Please show every line below that contains the word "parked". Case counts.
--- START Input for this task ---
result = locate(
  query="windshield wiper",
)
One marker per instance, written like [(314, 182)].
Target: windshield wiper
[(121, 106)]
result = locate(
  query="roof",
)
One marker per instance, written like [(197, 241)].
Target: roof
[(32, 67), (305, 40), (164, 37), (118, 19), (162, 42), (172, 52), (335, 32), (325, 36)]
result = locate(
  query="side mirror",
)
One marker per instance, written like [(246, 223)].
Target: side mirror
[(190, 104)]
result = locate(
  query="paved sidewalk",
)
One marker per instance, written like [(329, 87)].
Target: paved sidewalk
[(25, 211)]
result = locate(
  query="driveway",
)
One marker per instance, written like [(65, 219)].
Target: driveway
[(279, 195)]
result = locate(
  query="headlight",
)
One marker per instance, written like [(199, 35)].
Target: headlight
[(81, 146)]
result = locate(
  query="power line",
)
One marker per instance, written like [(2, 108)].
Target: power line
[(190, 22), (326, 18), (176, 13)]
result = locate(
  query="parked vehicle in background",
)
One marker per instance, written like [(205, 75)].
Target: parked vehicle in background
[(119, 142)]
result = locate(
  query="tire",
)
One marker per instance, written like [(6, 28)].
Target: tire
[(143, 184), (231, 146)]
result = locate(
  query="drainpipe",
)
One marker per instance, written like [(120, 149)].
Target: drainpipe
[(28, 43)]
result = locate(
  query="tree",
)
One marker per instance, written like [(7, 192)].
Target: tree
--- END Input for this task ---
--- START Input for this task ---
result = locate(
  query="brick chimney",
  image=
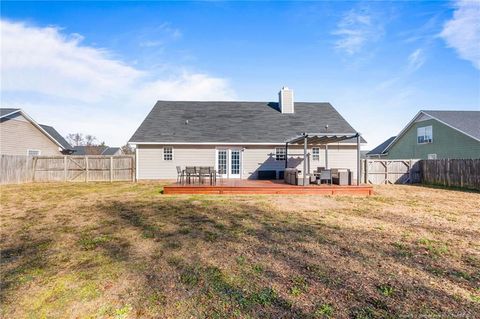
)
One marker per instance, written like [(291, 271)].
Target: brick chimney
--- END Input for this task ---
#### Reply to the task
  query="parked vehicle in background",
Target: parked vehicle in background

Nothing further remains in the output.